_Document extract_.
The Nazis were such prolific documentarians that over 3,000 tons of documentary evidence would be collected for the first Nuremberg trial, which lasted 11 months. Other jaw-dropping tangibles were also discovered, such as the “7.7 tons of human hair, 370,000 men’s suits, and 837,000 women’s dresses” found in storerooms at Auschwitz-Birkenau.

Because of the swift pursuit of justice, the world possesses vast quantities of proof that the Nazis, in a deliberate attempt to rid the world of those populations that they considered “undesirable,” exterminated 6 million Jews and millions of non-Jews.

Unfortunately, although we have the information available, we are collectively forgetting the Holocaust.

On today’s International Holocaust Remembrance Day, the anti-Semitism that motivated the Third Reich lives on. Just as Jackson portended, the Nazis on trial “represent sinister influences that will lurk in the world long after their bodies have returned to dust.”

Along with older forms of anti-Semitism, Holocaust denial (the belief that the Holocaust was a hoax or that the atrocities have been greatly exaggerated) thrives today. Deniers seize on our willingness to forget a past that is difficult to confront. They rely on our ignorance to perpetuate their lies and inculcate anti-Semitism in new and younger segments of society.

At a time when Holocaust education and understanding are already poor and anti-Semitic hate is raging, emanating from the far Left and the far Right, as well as from fringe and everyday elements of society, we desperately need to revive our understanding of what occurred at the hands of the Nazis.

I suggest that we dedicate 2021 as the “Year of Evidence” to honor those who took on the monumental and hellish task of proving the Nazis’ crimes three-quarters of a century ago at Nuremberg.

The means of educating ourselves are quite available. Trial testimony and video exhibits from the International Military Tribunal are available through the United States Holocaust Memorial Museum.

Beyond that, the work of Courtroom 600 makes knowledge about the Nuremberg Trials even more accessible.

Courtroom 600

Laurie Pasler’s father was in the hospice when she was given a wealth of documents about his post-war work at the Nuremberg trials. He had never spoken of Nuremberg, and unfortunately for Pasler, it was too late to ask for details.

The resources Pasler found while trying to understand her father’s role in the proceedings were colorless and dated. To bring the important history of the trials to modern audiences, she created a nonprofit organization that would transport teachers, students, and interested citizens to Courtroom 600, the room in Nuremberg’s Palace of Justice where the trials took place.

Courtroom 600’s pilot site delves into the Nazi defendants, the process of creating a trial in the devastated landscape of post-war Nuremberg, and the work of handing down just sentences to the architects of genocide. Its four educational modules, based on the four indictments filed against the first 22 Nuremberg defendants, will be rich with primary source materials and photographs.

Unite in Defiance of Evil

“For months, for years, we had one wish only,” Vaillant-Couturier said in her trial testimony, “the wish that some of us would escape alive in order to tell the world what the Nazi convict prisons were like everywhere.”

After leaving the stand, she walked by the gallery of Nazi defendants, staring down Hermann Goering, Adolf Hitler’s second-in-command, as she passed.

Vaillant-Couturier got her wish. The world knows the atrocities that the Nazis committed. The paperwork created during the first Nuremberg trial alone, if stacked, would reach 47 miles into the air, and more than 50,000 have testified to witnessing the Holocaust. Mountains of undeniable physical evidence have been (and continue to be) located.

Meanwhile, in the shadows, and in the open, the acolytes of Goering and Hitler continue to operate, spreading their untruthful, discordant messages.

In honor of the dead, and of those who testified to the unthinkable to prevent its recurrence, we must unite throughout the world, across political parties, religions, and other self-identified barriers, to spread truth courageously and drown the falsehoods of hate in an echoing chorus of love and remembrance.

_The problem_.
Reproduce word for word the passage of the Holocaust remembrance text that begins with the words "I suggest that" and stops after the words "ago at Nuremberg.". Rely only on the Holocaust remembrance text.

_Extracted information_.
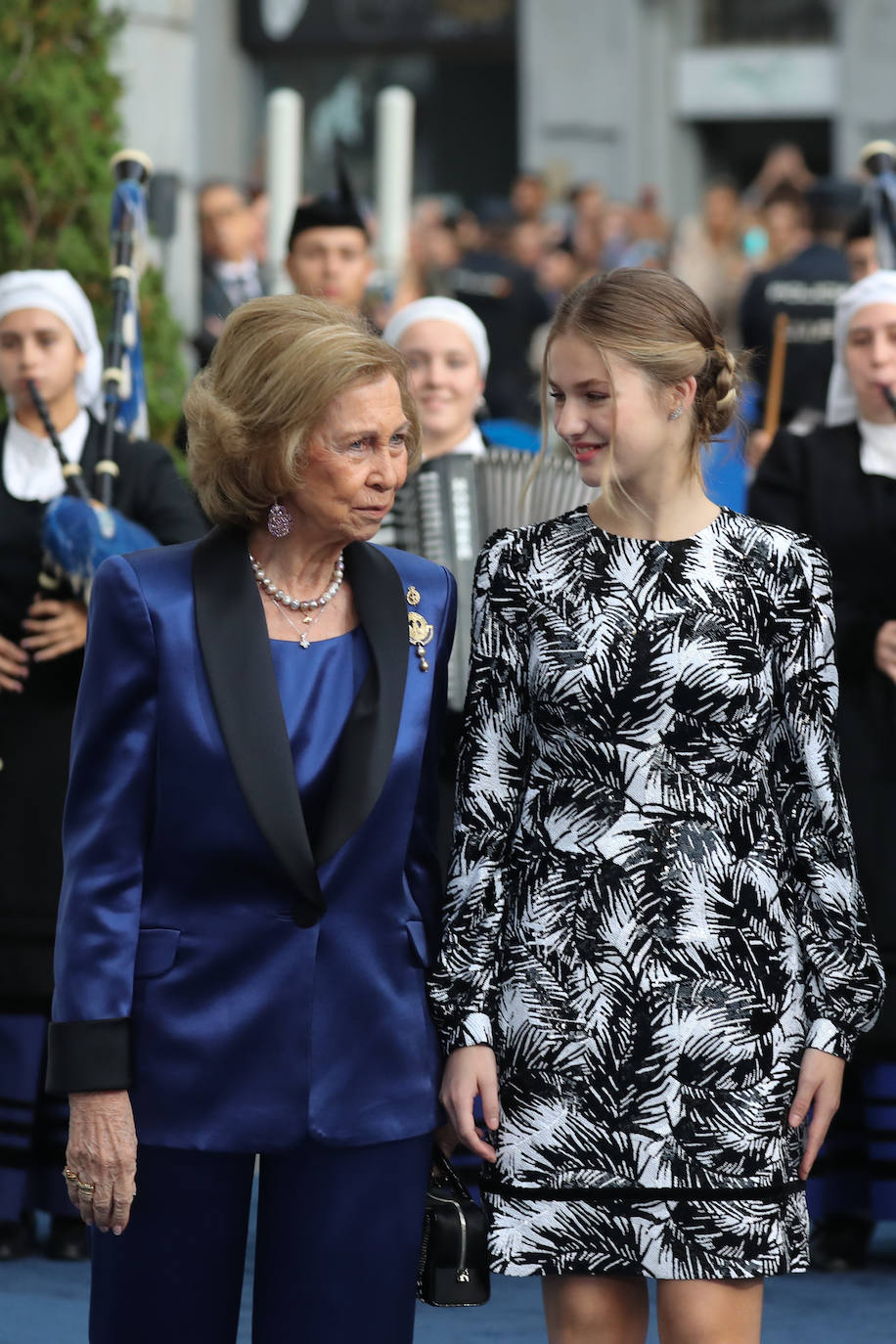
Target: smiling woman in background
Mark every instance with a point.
(47, 336)
(242, 948)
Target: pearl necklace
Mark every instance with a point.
(283, 600)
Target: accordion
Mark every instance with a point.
(453, 504)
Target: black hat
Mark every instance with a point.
(332, 210)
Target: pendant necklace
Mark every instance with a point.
(304, 643)
(283, 600)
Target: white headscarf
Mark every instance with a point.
(60, 293)
(877, 288)
(441, 311)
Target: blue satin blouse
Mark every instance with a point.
(317, 689)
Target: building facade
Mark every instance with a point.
(625, 92)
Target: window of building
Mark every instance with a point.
(763, 22)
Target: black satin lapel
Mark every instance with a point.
(236, 650)
(367, 742)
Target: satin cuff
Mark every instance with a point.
(89, 1055)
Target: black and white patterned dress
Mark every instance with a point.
(653, 906)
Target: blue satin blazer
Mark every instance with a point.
(247, 984)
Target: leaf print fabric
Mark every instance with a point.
(653, 904)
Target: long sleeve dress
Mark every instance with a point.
(653, 905)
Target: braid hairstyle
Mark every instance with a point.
(657, 324)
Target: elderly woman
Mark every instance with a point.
(838, 484)
(47, 336)
(250, 882)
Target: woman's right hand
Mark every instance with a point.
(14, 665)
(885, 650)
(103, 1153)
(469, 1073)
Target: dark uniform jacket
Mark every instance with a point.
(35, 726)
(806, 290)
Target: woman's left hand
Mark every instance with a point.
(55, 628)
(821, 1080)
(101, 1159)
(446, 1139)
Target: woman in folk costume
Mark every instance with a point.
(654, 952)
(47, 335)
(838, 484)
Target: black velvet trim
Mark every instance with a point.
(89, 1055)
(644, 1193)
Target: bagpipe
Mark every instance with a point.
(82, 528)
(878, 161)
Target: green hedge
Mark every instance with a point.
(60, 126)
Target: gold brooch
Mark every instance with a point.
(420, 633)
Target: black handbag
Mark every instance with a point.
(454, 1256)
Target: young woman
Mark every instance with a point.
(654, 955)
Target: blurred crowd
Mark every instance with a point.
(787, 243)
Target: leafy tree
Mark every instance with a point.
(60, 126)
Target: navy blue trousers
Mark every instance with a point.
(32, 1125)
(336, 1247)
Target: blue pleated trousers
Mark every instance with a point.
(336, 1247)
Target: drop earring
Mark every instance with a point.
(280, 520)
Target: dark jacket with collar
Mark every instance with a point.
(35, 726)
(247, 981)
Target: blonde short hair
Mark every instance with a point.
(250, 414)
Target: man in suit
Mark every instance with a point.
(230, 270)
(330, 248)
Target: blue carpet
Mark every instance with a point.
(43, 1303)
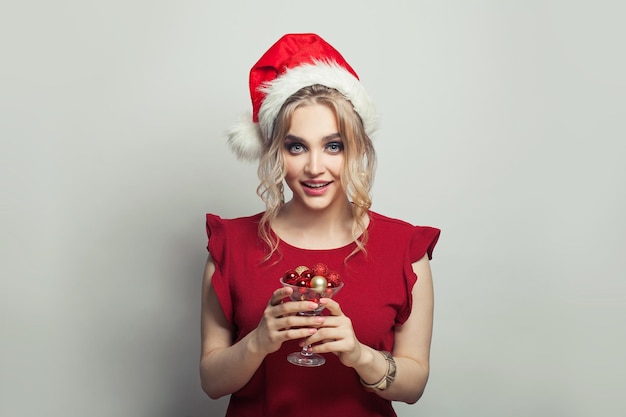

_Task answer_.
I suggest that we dedicate 2021 as the “Year of Evidence” to honor those who took on the monumental and hellish task of proving the Nazis’ crimes three-quarters of a century ago at Nuremberg.